-- Page text follows --
Thursday, February 10, 2011

Dr. Mom, Medicine Woman



My mother was discharged yesterday from the hospital, where she was a model patient.

Apparently, that was all an act.

Because if the first day home is any indication, it's going to be rough sledding for the foreseeable future.

Unbeknownst to me, in the years after I left home, she secretly acquired advanced medical knowledge, more than all the doctors, surgeons and nurses we've encountered in the past week. She didn't share her superior medical knowledge with them, perhaps so as not to embarrass them. She has no problem unleashing it on me.

"Mom, you need to walk" I say.

"No I don't".

"Mom, that's not the way you're supposed to get up from a chair."

"My way is better."

"Mom, you need to elevate your legs."

"Who told you that? No I don't."

If I thought I was going to get any back-up from my father, I was sorely mistaken. He's her wingman...

"Now, leave your mother alone!"


And then there's the "Valley of the Dolls."

Her list of medications runs two pages long. I dutifully lined up her morning regimen, about ten pills in all. I gave them to her in a little cup and then she proceeded to pick and choose the ones she felt like taking, like it was a salad bar.

"Mom, you have to take ALL the pills" I say.

"Who says? I don't need all of these..."

And so it goes. I finally got her to take them all because the hospital was sending a traveling nurse to check up on her and I threatened to rat her out.

The pill thing I don't understand. She loves pills. One whole cabinet in the kitchen is almost nothing but pills. She's hoarded them for as long as I can remember. She never throws anything away. Several years ago I called her and she seemed out of sorts. She explained that she had a pinched nerve in her neck...

"I took a Vicodin, but it isn't doing any good."


Perhaps that's because it was prescribed in 1986.
-- Page text concluded --
-- Extracted information follows --
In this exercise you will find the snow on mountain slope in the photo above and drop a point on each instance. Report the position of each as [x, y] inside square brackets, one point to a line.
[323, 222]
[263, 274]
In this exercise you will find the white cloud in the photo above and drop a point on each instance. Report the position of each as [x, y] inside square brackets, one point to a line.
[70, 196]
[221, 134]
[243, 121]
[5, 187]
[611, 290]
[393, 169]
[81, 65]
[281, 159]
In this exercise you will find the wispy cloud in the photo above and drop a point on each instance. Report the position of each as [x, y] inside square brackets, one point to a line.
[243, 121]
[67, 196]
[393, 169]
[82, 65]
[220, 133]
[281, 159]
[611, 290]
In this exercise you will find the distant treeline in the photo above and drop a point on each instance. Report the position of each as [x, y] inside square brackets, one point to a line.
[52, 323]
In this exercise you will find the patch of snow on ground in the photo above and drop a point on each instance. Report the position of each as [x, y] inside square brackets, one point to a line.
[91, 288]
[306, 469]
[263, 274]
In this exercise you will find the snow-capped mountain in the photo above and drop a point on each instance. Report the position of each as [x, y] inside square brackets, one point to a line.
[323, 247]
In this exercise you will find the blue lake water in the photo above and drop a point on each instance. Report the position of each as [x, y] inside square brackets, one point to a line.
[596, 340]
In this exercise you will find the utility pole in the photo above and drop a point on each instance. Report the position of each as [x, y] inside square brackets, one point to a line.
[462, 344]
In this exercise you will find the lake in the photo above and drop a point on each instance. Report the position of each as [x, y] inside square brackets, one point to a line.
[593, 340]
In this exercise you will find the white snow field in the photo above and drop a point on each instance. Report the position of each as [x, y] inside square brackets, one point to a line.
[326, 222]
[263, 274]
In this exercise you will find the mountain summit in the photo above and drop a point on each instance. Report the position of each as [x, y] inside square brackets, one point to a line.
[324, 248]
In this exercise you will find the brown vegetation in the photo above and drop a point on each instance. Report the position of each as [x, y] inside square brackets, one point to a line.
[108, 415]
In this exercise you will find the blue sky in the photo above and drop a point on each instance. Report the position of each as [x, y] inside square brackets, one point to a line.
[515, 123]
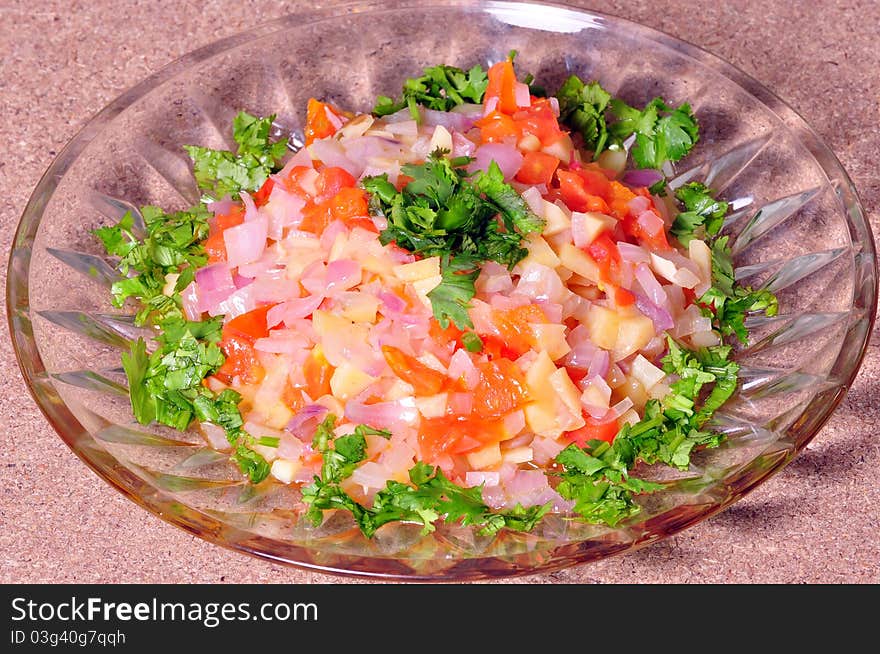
-- Extracted information concluded --
### Your tasks
**1)** Set down the part of the blog post about the author's mother, starting with "Unbeknownst to me, in" and going on through "unleashing it on me.".
**2)** In the blog post about the author's mother, how long is her list of medications?

### Exercise answers
**1)**
Unbeknownst to me, in the years after I left home, she secretly acquired advanced medical knowledge, more than all the doctors, surgeons and nurses we've encountered in the past week. She didn't share her superior medical knowledge with them, perhaps so as not to embarrass them. She has no problem unleashing it on me.

**2)** Two pages long.